Will you write out, word for word, every line from the one with "of the tree" to the final line of the data below, with the pictures left out?

→ EXERCISE MATERIALS
○ ○ ○ ○ ○ ○ ○
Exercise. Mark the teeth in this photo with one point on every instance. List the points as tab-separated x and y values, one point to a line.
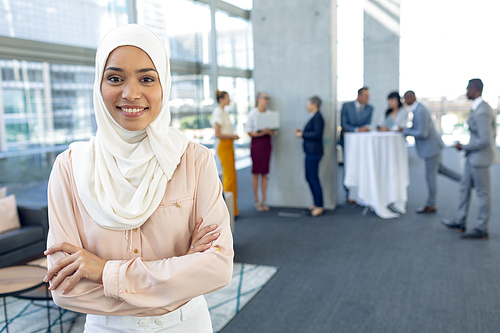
132	110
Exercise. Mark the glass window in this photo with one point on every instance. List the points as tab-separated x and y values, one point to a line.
245	4
32	121
188	28
234	41
69	22
191	107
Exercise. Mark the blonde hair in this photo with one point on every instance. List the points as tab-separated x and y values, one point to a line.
220	95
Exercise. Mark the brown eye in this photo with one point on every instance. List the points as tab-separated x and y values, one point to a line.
148	79
114	79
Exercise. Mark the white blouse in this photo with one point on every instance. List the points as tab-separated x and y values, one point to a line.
220	117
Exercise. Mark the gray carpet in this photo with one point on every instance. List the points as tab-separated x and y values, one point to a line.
344	272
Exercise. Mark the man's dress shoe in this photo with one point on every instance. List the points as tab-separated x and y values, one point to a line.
427	209
476	234
460	227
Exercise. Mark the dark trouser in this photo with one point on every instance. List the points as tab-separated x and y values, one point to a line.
312	168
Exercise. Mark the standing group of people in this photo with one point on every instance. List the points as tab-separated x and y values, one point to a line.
481	152
356	116
260	149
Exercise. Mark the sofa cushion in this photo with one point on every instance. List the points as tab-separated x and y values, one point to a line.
9	219
20	238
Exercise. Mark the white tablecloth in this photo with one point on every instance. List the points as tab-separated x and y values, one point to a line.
376	171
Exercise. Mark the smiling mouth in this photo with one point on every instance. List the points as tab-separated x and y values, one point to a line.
132	112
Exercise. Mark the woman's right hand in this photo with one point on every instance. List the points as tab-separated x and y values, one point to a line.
202	238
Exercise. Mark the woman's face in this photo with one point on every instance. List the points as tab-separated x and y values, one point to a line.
226	100
263	101
131	88
393	103
310	106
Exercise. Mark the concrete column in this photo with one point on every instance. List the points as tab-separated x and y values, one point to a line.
213	54
381	52
3	130
295	58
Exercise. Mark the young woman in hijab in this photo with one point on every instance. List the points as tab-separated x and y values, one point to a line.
260	150
225	136
313	147
396	115
138	226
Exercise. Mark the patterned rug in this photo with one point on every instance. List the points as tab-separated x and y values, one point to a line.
31	316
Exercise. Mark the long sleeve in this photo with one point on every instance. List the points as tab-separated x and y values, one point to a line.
483	134
420	128
344	120
141	286
401	118
87	296
177	279
316	132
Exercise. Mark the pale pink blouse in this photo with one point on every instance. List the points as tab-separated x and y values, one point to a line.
147	272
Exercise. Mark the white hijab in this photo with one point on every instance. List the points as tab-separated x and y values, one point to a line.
121	176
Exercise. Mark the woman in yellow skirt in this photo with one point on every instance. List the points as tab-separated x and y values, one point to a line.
225	148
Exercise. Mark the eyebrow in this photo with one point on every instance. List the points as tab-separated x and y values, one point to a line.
142	70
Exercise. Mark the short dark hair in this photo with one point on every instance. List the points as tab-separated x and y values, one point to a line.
395	95
315	100
220	95
360	91
476	84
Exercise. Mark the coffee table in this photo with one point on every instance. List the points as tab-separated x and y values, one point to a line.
15	280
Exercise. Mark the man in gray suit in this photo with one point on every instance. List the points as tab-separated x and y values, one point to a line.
480	154
429	145
355	117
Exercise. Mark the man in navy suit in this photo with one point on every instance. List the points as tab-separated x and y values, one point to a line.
356	116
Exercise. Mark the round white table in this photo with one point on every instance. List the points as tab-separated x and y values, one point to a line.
376	171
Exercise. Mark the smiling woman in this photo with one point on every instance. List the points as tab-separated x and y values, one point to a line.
131	88
138	225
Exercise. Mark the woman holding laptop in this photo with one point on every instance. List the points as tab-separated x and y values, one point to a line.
260	150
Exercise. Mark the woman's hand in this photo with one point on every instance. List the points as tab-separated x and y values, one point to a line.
202	240
80	264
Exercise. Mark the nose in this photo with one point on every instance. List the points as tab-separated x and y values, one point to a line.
131	91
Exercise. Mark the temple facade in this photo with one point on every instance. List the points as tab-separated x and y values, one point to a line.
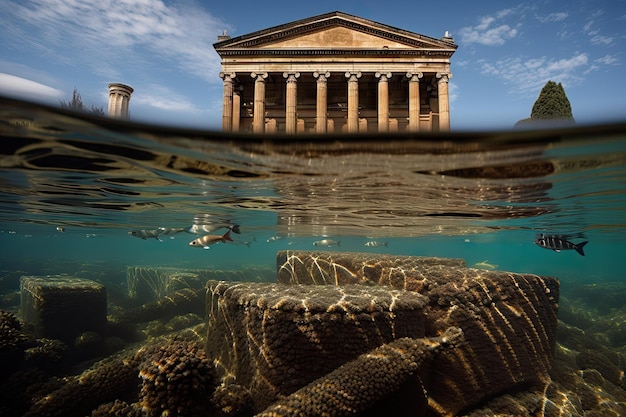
335	73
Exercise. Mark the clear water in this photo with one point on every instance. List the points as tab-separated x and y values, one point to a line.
477	196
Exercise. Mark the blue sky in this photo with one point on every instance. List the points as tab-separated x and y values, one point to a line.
163	49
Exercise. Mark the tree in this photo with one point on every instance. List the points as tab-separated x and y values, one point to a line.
76	104
552	105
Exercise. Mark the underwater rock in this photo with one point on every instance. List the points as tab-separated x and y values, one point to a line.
176	361
63	307
276	338
338	268
177	379
118	408
509	320
231	400
12	343
106	381
356	386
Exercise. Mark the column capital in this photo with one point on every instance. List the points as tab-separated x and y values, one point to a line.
321	75
444	77
291	76
224	75
259	76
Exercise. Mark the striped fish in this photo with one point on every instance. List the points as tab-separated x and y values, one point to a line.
558	243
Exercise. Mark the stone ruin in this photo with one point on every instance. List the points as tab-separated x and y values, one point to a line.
339	334
328	331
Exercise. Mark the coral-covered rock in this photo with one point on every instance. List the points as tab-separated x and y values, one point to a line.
12	343
118	408
63	307
509	320
177	379
339	268
231	400
358	385
277	338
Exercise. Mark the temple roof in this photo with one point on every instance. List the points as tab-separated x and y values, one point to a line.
338	32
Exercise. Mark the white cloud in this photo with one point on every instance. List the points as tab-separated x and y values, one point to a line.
11	85
608	60
598	39
488	33
162	98
108	35
553	17
528	76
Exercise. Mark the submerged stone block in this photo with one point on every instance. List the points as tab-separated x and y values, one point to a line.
508	320
339	268
63	307
275	338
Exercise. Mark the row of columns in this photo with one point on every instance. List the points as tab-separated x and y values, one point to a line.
231	101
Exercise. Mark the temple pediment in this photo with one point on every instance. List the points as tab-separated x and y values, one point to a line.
337	31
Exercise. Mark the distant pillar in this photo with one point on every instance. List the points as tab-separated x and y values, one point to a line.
236	110
227	101
383	101
353	101
444	103
321	103
414	100
291	107
258	118
119	97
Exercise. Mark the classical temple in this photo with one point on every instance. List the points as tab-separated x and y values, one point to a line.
335	73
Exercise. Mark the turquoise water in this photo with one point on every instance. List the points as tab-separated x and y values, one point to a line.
480	197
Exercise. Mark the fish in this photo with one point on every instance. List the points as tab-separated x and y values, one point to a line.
485	265
326	242
558	243
207	240
245	242
146	234
171	231
375	244
210	228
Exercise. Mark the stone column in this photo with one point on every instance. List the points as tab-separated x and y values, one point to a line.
119	98
291	102
227	101
414	100
258	121
322	101
353	101
236	110
444	103
383	101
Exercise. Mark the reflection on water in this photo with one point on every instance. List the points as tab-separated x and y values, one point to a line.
73	187
87	171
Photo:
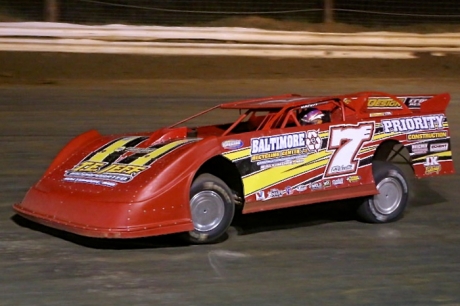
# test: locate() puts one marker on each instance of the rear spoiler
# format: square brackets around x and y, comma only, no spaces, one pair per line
[437,104]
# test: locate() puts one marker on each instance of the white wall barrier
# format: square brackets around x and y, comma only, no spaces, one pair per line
[58,37]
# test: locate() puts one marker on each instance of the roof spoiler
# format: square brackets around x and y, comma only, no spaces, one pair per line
[436,104]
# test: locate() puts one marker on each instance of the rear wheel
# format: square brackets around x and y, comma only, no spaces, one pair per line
[212,209]
[389,204]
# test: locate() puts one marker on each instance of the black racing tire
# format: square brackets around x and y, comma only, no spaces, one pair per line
[212,209]
[390,203]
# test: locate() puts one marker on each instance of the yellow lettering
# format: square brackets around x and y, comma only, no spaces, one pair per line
[88,166]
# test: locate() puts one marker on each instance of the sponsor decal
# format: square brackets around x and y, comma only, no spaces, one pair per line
[380,114]
[338,181]
[439,147]
[422,136]
[232,144]
[283,162]
[119,161]
[316,186]
[278,143]
[284,149]
[277,193]
[432,165]
[353,178]
[383,102]
[414,102]
[419,148]
[412,124]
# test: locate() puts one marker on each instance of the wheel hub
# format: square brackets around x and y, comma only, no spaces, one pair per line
[208,210]
[389,198]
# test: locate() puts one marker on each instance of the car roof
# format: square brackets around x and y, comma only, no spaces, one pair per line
[275,102]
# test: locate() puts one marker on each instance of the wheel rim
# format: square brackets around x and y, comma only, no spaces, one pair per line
[207,209]
[389,198]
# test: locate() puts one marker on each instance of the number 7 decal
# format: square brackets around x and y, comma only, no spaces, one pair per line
[345,141]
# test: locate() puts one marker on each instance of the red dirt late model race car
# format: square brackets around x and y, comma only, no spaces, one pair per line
[279,151]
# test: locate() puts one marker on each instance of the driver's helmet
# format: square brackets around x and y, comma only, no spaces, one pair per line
[312,116]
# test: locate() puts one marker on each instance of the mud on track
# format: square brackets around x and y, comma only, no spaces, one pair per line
[313,255]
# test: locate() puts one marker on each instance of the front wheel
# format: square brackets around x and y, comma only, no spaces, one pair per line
[212,209]
[389,204]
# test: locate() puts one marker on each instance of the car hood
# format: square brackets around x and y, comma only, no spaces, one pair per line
[119,168]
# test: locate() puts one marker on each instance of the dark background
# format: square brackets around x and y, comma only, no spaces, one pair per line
[377,13]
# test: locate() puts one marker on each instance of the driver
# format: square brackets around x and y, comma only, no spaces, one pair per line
[311,116]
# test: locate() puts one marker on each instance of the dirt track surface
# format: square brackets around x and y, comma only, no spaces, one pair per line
[313,255]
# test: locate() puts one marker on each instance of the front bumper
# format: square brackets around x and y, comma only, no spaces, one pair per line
[102,219]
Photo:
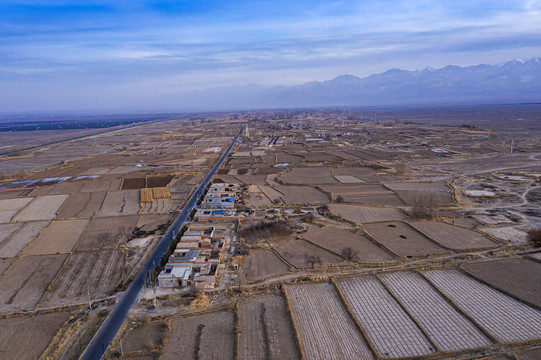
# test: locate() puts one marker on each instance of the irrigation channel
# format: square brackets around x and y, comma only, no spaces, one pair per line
[107,332]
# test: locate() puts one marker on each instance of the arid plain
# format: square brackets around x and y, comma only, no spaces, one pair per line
[356,235]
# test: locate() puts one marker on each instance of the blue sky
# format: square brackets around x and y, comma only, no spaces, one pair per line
[59,55]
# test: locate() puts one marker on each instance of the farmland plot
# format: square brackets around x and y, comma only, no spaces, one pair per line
[364,194]
[7,229]
[320,156]
[516,276]
[453,237]
[302,195]
[97,272]
[391,331]
[210,336]
[508,234]
[41,208]
[59,237]
[94,171]
[258,199]
[533,354]
[133,183]
[144,336]
[5,264]
[406,190]
[402,239]
[83,204]
[348,179]
[295,252]
[505,318]
[27,337]
[107,185]
[123,202]
[159,181]
[362,173]
[446,327]
[10,207]
[324,327]
[336,240]
[25,282]
[20,239]
[365,214]
[309,176]
[253,179]
[103,233]
[263,263]
[266,331]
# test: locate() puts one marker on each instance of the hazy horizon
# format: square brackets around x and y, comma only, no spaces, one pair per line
[140,56]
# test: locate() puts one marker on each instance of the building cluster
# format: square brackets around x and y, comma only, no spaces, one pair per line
[195,261]
[198,254]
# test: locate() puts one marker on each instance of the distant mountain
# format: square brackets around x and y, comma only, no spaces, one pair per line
[514,81]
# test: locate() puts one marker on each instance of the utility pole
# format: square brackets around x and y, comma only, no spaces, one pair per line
[88,293]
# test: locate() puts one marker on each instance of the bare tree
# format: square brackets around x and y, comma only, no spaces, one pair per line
[400,169]
[312,260]
[534,236]
[424,204]
[349,254]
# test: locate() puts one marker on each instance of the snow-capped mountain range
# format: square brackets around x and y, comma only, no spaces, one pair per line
[511,82]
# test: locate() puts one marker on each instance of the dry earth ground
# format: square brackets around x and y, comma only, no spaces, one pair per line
[266,331]
[27,337]
[336,240]
[210,336]
[25,282]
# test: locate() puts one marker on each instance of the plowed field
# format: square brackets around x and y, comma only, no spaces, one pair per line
[59,237]
[403,240]
[83,204]
[26,337]
[263,263]
[324,327]
[25,282]
[210,336]
[266,331]
[41,208]
[96,272]
[103,233]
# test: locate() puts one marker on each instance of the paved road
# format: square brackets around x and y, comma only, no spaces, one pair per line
[112,324]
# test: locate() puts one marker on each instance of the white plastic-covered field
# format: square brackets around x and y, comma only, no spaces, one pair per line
[348,179]
[121,202]
[59,237]
[392,333]
[446,327]
[325,329]
[41,208]
[453,237]
[20,239]
[7,229]
[505,318]
[10,207]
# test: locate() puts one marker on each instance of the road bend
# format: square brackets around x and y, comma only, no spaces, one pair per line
[107,332]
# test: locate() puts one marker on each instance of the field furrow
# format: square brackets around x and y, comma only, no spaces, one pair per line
[505,318]
[20,239]
[447,328]
[391,331]
[266,332]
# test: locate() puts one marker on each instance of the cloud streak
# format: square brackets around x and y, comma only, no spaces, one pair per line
[134,46]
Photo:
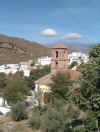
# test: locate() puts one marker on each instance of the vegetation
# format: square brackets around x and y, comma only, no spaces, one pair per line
[18,112]
[74,63]
[72,109]
[36,74]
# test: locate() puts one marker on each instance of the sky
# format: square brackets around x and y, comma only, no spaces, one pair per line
[50,21]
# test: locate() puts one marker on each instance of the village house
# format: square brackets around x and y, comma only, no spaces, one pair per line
[59,63]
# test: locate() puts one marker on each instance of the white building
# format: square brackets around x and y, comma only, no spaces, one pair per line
[44,61]
[74,56]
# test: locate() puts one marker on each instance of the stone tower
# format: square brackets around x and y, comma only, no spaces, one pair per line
[59,61]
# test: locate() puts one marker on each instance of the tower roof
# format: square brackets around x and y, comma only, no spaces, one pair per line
[59,46]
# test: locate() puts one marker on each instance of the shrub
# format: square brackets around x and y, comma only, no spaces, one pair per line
[34,121]
[19,112]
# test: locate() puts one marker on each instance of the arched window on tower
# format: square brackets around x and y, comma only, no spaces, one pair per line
[56,54]
[56,62]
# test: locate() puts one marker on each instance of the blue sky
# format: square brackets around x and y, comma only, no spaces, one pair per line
[49,21]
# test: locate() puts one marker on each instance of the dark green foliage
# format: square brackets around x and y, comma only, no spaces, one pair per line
[91,121]
[33,63]
[61,85]
[36,74]
[2,81]
[74,63]
[59,120]
[34,121]
[95,51]
[18,112]
[16,89]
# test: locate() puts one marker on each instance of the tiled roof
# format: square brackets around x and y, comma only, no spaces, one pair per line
[47,79]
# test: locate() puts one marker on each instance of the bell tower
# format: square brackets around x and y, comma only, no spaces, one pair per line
[59,61]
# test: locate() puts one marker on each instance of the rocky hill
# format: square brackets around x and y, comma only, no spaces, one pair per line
[14,50]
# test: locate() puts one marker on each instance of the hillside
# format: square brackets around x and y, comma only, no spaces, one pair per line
[73,46]
[14,50]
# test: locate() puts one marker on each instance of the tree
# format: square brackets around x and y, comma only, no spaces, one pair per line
[15,90]
[60,86]
[74,63]
[36,74]
[89,89]
[18,112]
[2,81]
[95,51]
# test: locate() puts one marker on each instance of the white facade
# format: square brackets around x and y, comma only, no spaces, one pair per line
[78,57]
[13,68]
[44,61]
[74,56]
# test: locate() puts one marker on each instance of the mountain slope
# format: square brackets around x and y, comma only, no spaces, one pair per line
[14,50]
[73,46]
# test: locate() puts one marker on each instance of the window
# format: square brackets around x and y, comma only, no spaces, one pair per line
[56,54]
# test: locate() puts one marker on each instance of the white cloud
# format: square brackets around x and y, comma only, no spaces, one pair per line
[72,36]
[49,32]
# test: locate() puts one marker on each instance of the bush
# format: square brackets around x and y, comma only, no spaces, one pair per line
[34,121]
[19,112]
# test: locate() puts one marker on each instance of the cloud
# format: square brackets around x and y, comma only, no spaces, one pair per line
[72,36]
[49,32]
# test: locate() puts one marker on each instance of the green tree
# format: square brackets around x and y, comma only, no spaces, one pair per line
[15,90]
[2,81]
[89,89]
[36,74]
[18,112]
[74,63]
[60,86]
[95,51]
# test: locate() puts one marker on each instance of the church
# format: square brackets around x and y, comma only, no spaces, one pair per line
[59,63]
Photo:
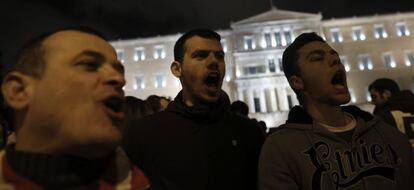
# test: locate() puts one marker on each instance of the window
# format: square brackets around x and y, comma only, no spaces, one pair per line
[278,39]
[268,40]
[257,105]
[288,37]
[357,33]
[139,82]
[409,58]
[280,62]
[272,67]
[368,96]
[290,101]
[365,62]
[159,52]
[159,81]
[379,31]
[344,61]
[224,45]
[402,29]
[249,43]
[139,54]
[352,93]
[251,70]
[389,61]
[336,35]
[120,55]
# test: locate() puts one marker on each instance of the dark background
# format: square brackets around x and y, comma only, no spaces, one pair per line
[125,19]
○ ○ ○ ○ ○ ○ ○
→ THE RESPONSE
# test: locate() puts one marker on each instance of the tree
# format: square brackets around x and y, comma only, no spaces, one pair per line
[15,90]
[60,86]
[74,63]
[36,74]
[89,89]
[18,112]
[2,81]
[95,51]
# test: locate() puts one marker on each instance of the white facade
# format: square brackets around x and y, comma only, no spaces, one pair per line
[78,57]
[13,68]
[44,61]
[74,56]
# test: locate() puts one marker on each instance of the mountain slope
# format: square brackets around x and y, comma only, no spaces, one pair per line
[14,50]
[73,46]
# test: locate() puts one marker on each instance of the window
# format: square brackets around x and y, comma only, no spaces, one pair per line
[56,54]
# test: locate() puts one marker on each instance of the white cloud
# format: square brackets around x and y, comma only, no spaces, one pair per line
[72,36]
[49,32]
# test: locate() puts one marker on each instance of the bush
# format: square brackets around x and y, comma only, no spaces, one pair per line
[34,121]
[19,112]
# test: locate() puts one marker on each instance of the cloud
# format: square brackets around x and y, comma only, no spaces, one pair per line
[72,36]
[49,32]
# test: locate() puts one marker on each instance of the green tree
# format: square brackets around x and y, comma only, no spaces, one pair per line
[15,90]
[2,81]
[89,89]
[36,74]
[18,112]
[74,63]
[60,86]
[95,51]
# test: locate() puts one marker on each instance of the church
# format: square brackets around x and y, comma only, no spaces, one pair per line
[59,63]
Photo:
# test: locate() puts one marker on each instance of the window
# format: square brackets around x and y, comma only, no spaces, one pair per line
[278,39]
[268,40]
[257,105]
[288,37]
[357,33]
[139,82]
[409,58]
[280,62]
[272,67]
[368,96]
[290,101]
[365,62]
[159,52]
[159,81]
[379,31]
[344,61]
[224,45]
[402,29]
[249,43]
[139,54]
[352,93]
[251,70]
[389,61]
[336,35]
[120,55]
# test: locate() puts one marker on each instance of the dark background
# format: square brackets around x and y, comma only, no spaces, one pair per line
[125,19]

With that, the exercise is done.